» Excerpted passage
------------------------------------------------------------------------
A new report on current trends in Schizophrenia services in the UK launched by Janssen has found that mental health services are falling behind physical health services.
Newer, more innovative commissioning approaches have been introduced in physical healthcare, however findings show that "the vast majority" of mental health providers are still using "outdated" approaches, such as outdated block contracts, which provide no transparency on how funding is used and whether they are resulting in beneficial outcomes for patients, it argues.
According to the report, data show that, in 2017/18, more than one in ten Clinical Commissioning Groups (CCGs) failed to meet the Mental Health Investment Standard (MHIS) requirement to increase mental health funding in line with annual CCG budget increases.
It also claimed that despite its low prevalence, schizophrenia places a significant financial burden on both individuals affected and the economy, with £11.8 billion societal costs and £7.2 billion public sector costs, the equivalent of £96,000 combined total costs per person with the condition.
------------------------------------------------------------------------
» Recorded information
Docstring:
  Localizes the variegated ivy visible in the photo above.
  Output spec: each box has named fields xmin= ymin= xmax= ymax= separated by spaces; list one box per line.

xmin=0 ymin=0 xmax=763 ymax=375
------------------------------------------------------------------------
Reproduce the passage above on the Janssen report about schizophrenia services in the UK verbatim, from its first sentence to its last.

A new report on current trends in Schizophrenia services in the UK launched by Janssen has found that mental health services are falling behind physical health services.
Newer, more innovative commissioning approaches have been introduced in physical healthcare, however findings show that "the vast majority" of mental health providers are still using "outdated" approaches, such as outdated block contracts, which provide no transparency on how funding is used and whether they are resulting in beneficial outcomes for patients, it argues.
According to the report, data show that, in 2017/18, more than one in ten Clinical Commissioning Groups (CCGs) failed to meet the Mental Health Investment Standard (MHIS) requirement to increase mental health funding in line with annual CCG budget increases.
It also claimed that despite its low prevalence, schizophrenia places a significant financial burden on both individuals affected and the economy, with £11.8 billion societal costs and £7.2 billion public sector costs, the equivalent of £96,000 combined total costs per person with the condition.